_WHAT IS EXPECTED_
Revise the rows below so that "instance" becomes "location" everywhere it occurs, keeping every other part of each line the same.

_Named object pointing rows_
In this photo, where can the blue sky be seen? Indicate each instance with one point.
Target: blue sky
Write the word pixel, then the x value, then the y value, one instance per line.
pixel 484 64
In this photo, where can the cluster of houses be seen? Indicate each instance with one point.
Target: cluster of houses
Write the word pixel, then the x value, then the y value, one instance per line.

_THE SOLUTION_
In this photo, where can the blue sky be seen? Indicate each location with one point.
Target: blue sky
Write the word pixel, then the x value, then the y value, one location per line.
pixel 484 64
In this photo, where can the cluster of houses be seen? Indicate each location with one point.
Target: cluster of houses
Write the word pixel, then the x value, then the y value, one location per line.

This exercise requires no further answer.